It happens every year. The birds migrate back from the south, the leaves turn green, the flowers bloom, and a light dust of yellow blankets your Long Island car, home, porch - basically everything in sight. While the season ushers in immense beauty and those just-right temperatures, it never fails to produce those small golden grains of irritation known as pollen. Although most people welcome the warmer temperatures as an excuse to visit the beach or encourage the kids to play outdoors, many others fall prey to the congestion, itchy eyes, stuffy nose and sneezing caused by rhinitis. Better known as hay fever, allergic rhinitis results when the immune system reacts after allergens are inhaled. While seasonal changes are unavoidable, there are a few ways to tackle your allergies with simple items found in the average home.
While decongestant nasal sprays should only be used as directed by a physician, saline sprays are a quick and effective way of defeating a stuffy nose. The spray contracts blood vessels in the nose, reducing swelling and diluting mucus. Nasal sprays are also proactive since they cleanse allergens and germs from the nasal passages before swelling or infection results. Most saline sprays are inexpensive and some brands are safe enough to use with infants and small children.

TASK REQUIREMENTS ->
Reproduce the entire passage on seasonal allergies word for word.

STUDY MATERIAL ->
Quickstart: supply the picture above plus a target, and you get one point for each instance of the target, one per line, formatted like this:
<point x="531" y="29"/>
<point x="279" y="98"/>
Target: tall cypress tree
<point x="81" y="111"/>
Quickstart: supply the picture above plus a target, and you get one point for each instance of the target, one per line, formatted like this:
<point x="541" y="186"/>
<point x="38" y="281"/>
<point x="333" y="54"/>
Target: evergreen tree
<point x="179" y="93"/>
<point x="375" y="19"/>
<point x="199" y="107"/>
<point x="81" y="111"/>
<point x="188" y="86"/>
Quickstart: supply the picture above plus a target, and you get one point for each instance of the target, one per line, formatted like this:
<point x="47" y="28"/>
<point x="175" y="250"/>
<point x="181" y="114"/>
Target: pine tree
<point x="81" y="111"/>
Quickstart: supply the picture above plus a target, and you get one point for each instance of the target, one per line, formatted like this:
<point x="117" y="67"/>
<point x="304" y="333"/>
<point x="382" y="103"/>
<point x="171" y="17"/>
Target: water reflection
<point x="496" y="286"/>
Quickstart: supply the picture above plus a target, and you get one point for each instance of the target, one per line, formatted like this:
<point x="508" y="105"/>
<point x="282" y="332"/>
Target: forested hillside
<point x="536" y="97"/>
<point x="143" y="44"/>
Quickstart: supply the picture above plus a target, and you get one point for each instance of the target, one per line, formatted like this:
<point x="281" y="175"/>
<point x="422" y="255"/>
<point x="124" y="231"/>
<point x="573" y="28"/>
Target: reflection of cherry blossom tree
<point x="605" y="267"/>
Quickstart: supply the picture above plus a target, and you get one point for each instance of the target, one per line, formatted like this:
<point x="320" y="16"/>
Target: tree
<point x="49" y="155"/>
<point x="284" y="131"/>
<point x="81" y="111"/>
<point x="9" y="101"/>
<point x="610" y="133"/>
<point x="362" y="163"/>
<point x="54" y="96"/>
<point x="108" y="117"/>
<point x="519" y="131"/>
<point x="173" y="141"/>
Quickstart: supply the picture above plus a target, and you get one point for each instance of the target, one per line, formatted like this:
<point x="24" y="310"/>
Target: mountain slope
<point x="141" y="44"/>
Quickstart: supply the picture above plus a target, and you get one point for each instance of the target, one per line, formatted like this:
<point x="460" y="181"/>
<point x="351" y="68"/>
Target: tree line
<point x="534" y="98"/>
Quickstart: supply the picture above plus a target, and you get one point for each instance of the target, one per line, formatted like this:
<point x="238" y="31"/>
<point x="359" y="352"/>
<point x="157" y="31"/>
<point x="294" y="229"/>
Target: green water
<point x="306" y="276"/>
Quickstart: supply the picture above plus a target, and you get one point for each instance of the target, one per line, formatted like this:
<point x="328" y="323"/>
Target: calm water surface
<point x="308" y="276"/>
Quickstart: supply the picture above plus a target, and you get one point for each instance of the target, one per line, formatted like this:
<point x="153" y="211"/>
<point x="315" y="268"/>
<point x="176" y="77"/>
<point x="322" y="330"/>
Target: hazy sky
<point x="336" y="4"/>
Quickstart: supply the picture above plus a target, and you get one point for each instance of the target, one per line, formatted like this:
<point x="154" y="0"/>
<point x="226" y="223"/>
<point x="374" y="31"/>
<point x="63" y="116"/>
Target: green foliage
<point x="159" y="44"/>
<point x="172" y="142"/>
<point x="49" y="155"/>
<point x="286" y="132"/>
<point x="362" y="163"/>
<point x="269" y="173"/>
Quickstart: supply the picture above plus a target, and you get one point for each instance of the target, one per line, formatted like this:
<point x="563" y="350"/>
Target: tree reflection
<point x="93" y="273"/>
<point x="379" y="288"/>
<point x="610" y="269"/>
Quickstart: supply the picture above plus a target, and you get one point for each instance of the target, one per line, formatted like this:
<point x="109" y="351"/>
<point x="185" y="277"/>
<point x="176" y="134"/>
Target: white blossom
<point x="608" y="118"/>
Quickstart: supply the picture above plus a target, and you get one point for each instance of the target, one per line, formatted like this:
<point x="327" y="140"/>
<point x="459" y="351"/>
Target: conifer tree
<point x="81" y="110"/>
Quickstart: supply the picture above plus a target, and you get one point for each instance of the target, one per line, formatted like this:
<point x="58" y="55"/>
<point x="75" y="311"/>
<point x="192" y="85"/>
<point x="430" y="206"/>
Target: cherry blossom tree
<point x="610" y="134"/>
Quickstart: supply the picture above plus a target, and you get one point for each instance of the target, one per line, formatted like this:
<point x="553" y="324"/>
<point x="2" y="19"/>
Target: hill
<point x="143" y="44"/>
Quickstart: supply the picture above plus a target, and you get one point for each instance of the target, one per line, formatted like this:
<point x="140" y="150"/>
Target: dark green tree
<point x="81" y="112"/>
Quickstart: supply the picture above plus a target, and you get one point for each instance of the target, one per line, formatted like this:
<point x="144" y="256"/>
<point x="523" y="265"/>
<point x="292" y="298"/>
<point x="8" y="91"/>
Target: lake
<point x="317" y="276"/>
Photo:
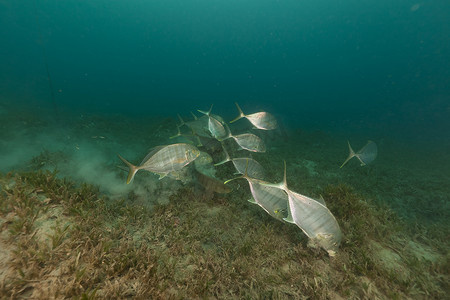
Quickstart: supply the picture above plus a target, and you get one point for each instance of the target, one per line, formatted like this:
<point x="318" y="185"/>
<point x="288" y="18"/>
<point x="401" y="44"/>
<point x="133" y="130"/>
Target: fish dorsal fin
<point x="227" y="156"/>
<point x="350" y="155"/>
<point x="368" y="153"/>
<point x="241" y="114"/>
<point x="151" y="153"/>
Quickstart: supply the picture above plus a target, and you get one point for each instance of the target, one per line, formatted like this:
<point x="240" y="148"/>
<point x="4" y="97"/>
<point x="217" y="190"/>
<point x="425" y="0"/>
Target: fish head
<point x="192" y="153"/>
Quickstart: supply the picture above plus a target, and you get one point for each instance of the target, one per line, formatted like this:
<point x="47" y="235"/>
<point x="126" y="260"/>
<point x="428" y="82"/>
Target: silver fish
<point x="366" y="155"/>
<point x="244" y="165"/>
<point x="270" y="198"/>
<point x="311" y="216"/>
<point x="163" y="160"/>
<point x="261" y="120"/>
<point x="249" y="142"/>
<point x="215" y="125"/>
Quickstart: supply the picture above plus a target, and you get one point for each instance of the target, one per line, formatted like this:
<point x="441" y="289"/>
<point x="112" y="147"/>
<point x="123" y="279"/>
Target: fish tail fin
<point x="239" y="177"/>
<point x="227" y="156"/>
<point x="132" y="169"/>
<point x="206" y="112"/>
<point x="178" y="133"/>
<point x="241" y="113"/>
<point x="350" y="155"/>
<point x="195" y="117"/>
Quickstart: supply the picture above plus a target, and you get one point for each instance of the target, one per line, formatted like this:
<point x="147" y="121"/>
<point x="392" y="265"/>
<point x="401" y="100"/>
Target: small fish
<point x="215" y="125"/>
<point x="366" y="155"/>
<point x="163" y="160"/>
<point x="261" y="120"/>
<point x="198" y="127"/>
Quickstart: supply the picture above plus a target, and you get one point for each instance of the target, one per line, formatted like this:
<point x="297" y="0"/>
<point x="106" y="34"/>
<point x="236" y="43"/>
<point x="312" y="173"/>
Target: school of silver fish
<point x="211" y="132"/>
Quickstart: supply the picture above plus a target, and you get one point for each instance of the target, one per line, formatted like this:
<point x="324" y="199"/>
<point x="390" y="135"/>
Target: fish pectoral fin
<point x="252" y="200"/>
<point x="162" y="175"/>
<point x="289" y="219"/>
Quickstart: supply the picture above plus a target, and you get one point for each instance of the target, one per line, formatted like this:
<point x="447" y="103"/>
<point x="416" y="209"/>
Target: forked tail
<point x="132" y="171"/>
<point x="241" y="113"/>
<point x="350" y="155"/>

RESPONSE TO THIS TASK ->
It happens every year. The birds migrate back from the south, the leaves turn green, the flowers bloom, and a light dust of yellow blankets your Long Island car, home, porch - basically everything in sight. While the season ushers in immense beauty and those just-right temperatures, it never fails to produce those small golden grains of irritation known as pollen. Although most people welcome the warmer temperatures as an excuse to visit the beach or encourage the kids to play outdoors, many others fall prey to the congestion, itchy eyes, stuffy nose and sneezing caused by rhinitis. Better known as hay fever, allergic rhinitis results when the immune system reacts after allergens are inhaled. While seasonal changes are unavoidable, there are a few ways to tackle your allergies with simple items found in the average home.
While decongestant nasal sprays should only be used as directed by a physician, saline sprays are a quick and effective way of defeating a stuffy nose. The spray contracts blood vessels in the nose, reducing swelling and diluting mucus. Nasal sprays are also proactive since they cleanse allergens and germs from the nasal passages before swelling or infection results. Most saline sprays are inexpensive and some brands are safe enough to use with infants and small children.